**Records for the task**:
%%

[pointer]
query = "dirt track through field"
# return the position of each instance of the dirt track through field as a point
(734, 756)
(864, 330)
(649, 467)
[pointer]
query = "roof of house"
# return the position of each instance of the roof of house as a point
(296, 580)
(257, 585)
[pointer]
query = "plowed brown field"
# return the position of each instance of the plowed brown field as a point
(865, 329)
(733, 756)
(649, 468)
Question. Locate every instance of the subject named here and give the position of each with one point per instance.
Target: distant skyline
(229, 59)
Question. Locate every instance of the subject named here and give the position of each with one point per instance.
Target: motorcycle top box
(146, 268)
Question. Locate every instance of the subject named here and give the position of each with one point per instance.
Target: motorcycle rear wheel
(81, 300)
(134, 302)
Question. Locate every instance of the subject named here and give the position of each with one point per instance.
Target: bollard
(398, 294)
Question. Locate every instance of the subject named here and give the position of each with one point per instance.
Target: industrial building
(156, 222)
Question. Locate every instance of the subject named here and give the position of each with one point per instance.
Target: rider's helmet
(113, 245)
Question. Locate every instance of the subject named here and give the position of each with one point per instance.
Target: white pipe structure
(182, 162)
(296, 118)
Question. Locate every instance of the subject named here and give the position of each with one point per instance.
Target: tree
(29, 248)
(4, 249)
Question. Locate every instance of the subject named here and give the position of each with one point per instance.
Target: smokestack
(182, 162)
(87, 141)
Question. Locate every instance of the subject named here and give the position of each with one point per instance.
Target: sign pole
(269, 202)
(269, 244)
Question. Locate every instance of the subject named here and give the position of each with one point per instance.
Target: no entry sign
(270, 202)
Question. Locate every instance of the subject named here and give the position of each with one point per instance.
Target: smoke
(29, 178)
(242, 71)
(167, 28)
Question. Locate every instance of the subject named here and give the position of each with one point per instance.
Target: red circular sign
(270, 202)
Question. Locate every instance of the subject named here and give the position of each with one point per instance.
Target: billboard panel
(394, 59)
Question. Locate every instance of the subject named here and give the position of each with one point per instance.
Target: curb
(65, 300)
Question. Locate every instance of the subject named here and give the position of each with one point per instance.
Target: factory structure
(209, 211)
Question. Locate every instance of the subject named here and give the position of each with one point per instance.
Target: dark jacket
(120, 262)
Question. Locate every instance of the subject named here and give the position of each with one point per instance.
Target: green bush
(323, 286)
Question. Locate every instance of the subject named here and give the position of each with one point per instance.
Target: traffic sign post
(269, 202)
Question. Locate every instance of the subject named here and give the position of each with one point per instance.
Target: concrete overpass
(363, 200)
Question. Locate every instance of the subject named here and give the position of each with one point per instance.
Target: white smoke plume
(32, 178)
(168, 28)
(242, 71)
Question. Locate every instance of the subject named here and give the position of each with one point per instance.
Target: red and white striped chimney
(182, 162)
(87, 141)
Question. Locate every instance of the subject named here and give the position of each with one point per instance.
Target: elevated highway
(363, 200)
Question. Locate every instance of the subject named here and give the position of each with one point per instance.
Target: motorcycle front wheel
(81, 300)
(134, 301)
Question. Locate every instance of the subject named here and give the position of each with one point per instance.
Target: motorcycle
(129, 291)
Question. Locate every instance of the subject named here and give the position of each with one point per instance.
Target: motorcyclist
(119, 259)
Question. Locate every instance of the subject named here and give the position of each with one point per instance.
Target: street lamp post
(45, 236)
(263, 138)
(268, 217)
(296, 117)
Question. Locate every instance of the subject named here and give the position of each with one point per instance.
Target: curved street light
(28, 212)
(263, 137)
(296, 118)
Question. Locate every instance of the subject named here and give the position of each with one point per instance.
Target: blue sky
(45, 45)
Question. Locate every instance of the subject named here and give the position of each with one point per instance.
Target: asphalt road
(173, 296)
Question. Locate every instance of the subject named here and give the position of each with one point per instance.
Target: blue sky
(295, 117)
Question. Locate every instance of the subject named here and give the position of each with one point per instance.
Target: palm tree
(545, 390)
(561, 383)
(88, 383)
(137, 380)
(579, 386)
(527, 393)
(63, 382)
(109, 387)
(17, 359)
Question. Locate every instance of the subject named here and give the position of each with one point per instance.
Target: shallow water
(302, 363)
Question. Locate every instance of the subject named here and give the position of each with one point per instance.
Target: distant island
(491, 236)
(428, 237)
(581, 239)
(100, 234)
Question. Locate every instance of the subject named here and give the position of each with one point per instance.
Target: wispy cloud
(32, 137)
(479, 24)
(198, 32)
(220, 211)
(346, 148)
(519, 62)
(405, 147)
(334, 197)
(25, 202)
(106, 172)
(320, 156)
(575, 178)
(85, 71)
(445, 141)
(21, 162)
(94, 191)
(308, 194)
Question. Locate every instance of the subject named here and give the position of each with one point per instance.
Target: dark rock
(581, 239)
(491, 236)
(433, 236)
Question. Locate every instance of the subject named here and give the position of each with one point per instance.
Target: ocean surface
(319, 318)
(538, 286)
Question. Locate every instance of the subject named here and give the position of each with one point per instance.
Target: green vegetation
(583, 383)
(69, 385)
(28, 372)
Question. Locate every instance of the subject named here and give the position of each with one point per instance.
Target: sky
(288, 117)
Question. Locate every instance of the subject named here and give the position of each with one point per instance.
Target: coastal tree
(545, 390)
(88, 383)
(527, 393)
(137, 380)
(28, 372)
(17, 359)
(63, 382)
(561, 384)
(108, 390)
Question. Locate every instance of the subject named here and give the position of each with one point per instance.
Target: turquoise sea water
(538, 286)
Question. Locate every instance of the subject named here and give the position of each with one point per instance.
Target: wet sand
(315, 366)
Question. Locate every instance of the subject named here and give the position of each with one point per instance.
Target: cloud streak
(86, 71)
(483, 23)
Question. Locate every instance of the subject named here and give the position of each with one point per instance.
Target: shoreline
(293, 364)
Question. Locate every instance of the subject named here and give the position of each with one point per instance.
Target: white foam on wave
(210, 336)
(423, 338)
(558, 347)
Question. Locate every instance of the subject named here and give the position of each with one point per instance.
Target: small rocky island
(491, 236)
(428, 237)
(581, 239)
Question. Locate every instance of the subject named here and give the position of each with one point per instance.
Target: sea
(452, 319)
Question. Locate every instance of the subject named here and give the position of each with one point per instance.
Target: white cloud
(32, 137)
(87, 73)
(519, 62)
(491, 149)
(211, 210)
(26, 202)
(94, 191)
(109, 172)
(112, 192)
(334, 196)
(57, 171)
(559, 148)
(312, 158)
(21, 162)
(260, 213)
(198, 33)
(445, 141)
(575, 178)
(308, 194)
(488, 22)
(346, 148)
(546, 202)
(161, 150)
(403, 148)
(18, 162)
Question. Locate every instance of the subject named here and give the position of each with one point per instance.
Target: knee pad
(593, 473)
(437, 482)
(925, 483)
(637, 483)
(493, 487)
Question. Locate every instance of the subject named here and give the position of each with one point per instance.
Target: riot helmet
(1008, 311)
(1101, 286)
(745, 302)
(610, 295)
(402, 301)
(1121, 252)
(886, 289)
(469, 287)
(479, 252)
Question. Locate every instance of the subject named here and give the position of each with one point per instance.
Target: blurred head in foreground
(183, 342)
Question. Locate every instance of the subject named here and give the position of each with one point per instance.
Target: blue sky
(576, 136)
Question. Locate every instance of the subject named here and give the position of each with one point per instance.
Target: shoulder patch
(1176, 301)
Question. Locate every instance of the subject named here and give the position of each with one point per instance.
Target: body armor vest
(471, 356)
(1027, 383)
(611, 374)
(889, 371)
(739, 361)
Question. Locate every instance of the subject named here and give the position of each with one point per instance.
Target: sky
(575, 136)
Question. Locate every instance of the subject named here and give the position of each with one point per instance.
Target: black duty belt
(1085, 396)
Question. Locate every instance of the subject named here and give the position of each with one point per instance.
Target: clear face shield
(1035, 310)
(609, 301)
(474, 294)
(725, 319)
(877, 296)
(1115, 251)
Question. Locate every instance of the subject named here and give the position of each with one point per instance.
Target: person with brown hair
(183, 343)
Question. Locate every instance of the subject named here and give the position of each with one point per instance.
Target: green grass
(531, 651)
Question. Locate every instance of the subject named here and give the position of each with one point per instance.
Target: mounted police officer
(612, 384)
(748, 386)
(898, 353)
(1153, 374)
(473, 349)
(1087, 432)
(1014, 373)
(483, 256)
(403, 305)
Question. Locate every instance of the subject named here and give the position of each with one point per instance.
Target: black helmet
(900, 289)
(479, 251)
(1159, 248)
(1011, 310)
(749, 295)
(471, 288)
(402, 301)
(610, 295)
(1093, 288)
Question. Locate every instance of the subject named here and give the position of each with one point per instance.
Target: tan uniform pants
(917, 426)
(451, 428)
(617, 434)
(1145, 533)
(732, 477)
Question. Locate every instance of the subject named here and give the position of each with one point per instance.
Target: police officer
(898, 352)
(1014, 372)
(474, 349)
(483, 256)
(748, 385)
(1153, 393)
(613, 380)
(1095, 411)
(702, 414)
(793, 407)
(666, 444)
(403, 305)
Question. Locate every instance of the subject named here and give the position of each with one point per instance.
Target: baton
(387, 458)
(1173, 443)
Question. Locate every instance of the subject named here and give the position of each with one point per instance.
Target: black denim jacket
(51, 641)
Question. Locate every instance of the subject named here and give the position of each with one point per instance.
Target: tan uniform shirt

%%

Whenever a line of the entries contains "query", it counts toward the total; state that total alone.

3